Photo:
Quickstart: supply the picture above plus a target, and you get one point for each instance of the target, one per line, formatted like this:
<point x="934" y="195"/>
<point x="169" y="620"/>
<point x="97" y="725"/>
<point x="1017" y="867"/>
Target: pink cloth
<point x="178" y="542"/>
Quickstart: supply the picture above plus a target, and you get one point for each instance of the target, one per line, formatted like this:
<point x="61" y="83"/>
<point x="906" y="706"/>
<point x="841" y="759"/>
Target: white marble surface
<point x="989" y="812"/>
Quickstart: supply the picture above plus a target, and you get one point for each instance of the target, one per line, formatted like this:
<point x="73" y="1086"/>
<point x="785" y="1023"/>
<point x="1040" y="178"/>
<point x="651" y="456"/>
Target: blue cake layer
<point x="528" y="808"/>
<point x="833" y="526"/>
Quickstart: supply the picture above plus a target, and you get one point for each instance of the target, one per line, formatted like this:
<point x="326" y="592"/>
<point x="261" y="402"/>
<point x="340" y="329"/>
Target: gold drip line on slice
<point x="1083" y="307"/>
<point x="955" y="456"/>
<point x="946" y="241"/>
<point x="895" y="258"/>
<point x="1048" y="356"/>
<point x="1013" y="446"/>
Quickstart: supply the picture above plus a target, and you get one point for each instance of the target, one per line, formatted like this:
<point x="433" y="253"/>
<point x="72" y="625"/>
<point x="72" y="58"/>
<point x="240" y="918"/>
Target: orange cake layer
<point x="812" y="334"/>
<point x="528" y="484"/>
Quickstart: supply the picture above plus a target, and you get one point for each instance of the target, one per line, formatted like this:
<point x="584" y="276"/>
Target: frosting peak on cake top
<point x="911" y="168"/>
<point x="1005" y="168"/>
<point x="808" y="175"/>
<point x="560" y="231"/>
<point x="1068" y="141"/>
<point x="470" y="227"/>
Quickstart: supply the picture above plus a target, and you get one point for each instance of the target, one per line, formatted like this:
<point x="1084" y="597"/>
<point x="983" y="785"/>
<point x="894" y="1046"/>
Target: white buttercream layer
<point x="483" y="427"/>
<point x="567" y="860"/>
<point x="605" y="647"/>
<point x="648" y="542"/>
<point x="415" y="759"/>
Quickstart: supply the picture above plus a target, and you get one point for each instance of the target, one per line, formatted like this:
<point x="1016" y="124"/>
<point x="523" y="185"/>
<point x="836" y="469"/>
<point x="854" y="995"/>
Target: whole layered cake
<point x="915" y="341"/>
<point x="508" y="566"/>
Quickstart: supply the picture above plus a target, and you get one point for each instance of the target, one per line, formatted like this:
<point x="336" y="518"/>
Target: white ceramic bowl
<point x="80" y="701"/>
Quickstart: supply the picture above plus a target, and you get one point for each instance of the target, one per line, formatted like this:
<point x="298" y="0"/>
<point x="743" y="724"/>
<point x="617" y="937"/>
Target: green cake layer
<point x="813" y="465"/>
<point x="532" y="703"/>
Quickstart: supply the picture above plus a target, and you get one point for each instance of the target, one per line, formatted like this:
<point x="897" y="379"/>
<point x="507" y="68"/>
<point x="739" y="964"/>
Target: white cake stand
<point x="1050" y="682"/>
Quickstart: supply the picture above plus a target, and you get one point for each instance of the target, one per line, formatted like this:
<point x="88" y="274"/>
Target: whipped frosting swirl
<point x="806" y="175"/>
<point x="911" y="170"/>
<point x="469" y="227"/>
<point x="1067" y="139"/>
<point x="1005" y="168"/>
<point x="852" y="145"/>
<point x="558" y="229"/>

• [What is needed]
Copy down the material exactly as written.

• [Final result]
Photo:
Quickstart: supply the picture above plus a target, and you get one point for each instance of the target, one per line, formatted like this:
<point x="934" y="195"/>
<point x="169" y="620"/>
<point x="97" y="725"/>
<point x="1017" y="867"/>
Target: pink cloth
<point x="178" y="542"/>
Quickstart: supply the picture above plus a target, and you get one point for each instance of the target, one per line, formatted like this:
<point x="61" y="83"/>
<point x="906" y="706"/>
<point x="841" y="759"/>
Target: white marble surface
<point x="989" y="812"/>
Quickstart: supply the picture above plus a target, and you get one point for each instance of the target, one per line, formatted like this:
<point x="73" y="1086"/>
<point x="785" y="1023"/>
<point x="1040" y="178"/>
<point x="651" y="456"/>
Target: blue cake layer
<point x="528" y="808"/>
<point x="833" y="526"/>
Quickstart: supply the picture above plus a target, and you get one point for each instance of the target, one per line, formatted like this:
<point x="326" y="592"/>
<point x="261" y="402"/>
<point x="340" y="329"/>
Target: gold drip line on slice
<point x="1083" y="307"/>
<point x="955" y="456"/>
<point x="946" y="241"/>
<point x="895" y="258"/>
<point x="1048" y="356"/>
<point x="1013" y="446"/>
Quickstart: supply the picture above plus a target, and you get one point for each instance of the target, one per line, formatted like this:
<point x="433" y="253"/>
<point x="72" y="625"/>
<point x="72" y="58"/>
<point x="240" y="918"/>
Target: orange cake layer
<point x="812" y="334"/>
<point x="528" y="484"/>
Quickstart: supply the picture above plus a target, and you get one point for each instance of the target, one per line, formatted like this:
<point x="584" y="276"/>
Target: frosting peak on cake top
<point x="911" y="168"/>
<point x="1005" y="168"/>
<point x="808" y="175"/>
<point x="560" y="231"/>
<point x="1068" y="141"/>
<point x="470" y="227"/>
Quickstart: supply the picture above plus a target, and you get one point for each instance of the target, one per line, formatted like this:
<point x="1084" y="597"/>
<point x="983" y="785"/>
<point x="894" y="1046"/>
Target: white buttercream layer
<point x="483" y="427"/>
<point x="567" y="860"/>
<point x="605" y="647"/>
<point x="648" y="542"/>
<point x="415" y="759"/>
Quickstart: supply the picture above plus a target, and you get one point for each instance of the target, one per line, formatted like this:
<point x="1016" y="124"/>
<point x="523" y="185"/>
<point x="836" y="469"/>
<point x="854" y="995"/>
Target: whole layered cake
<point x="915" y="341"/>
<point x="508" y="566"/>
Quickstart: supply the picture above plus a target, and you get one point for each instance of the target, one per line, formatted like this:
<point x="336" y="518"/>
Target: white ceramic bowl
<point x="80" y="701"/>
Quickstart: supply the picture above plus a target, and you get one point for each instance of the target, one per line, formatted like this:
<point x="298" y="0"/>
<point x="743" y="724"/>
<point x="617" y="937"/>
Target: green cake layer
<point x="813" y="465"/>
<point x="532" y="703"/>
Quickstart: supply the picture above plus a target, and you get one point for each instance of the target, one per line, formatted like this:
<point x="897" y="379"/>
<point x="507" y="68"/>
<point x="739" y="964"/>
Target: white cake stand
<point x="1050" y="682"/>
Quickstart: supply the picture above plus a target, and you get one point for each instance of the target, one per line, formatted like this:
<point x="88" y="274"/>
Target: whipped frosting swirl
<point x="806" y="175"/>
<point x="911" y="170"/>
<point x="469" y="227"/>
<point x="1067" y="139"/>
<point x="1005" y="168"/>
<point x="852" y="145"/>
<point x="558" y="229"/>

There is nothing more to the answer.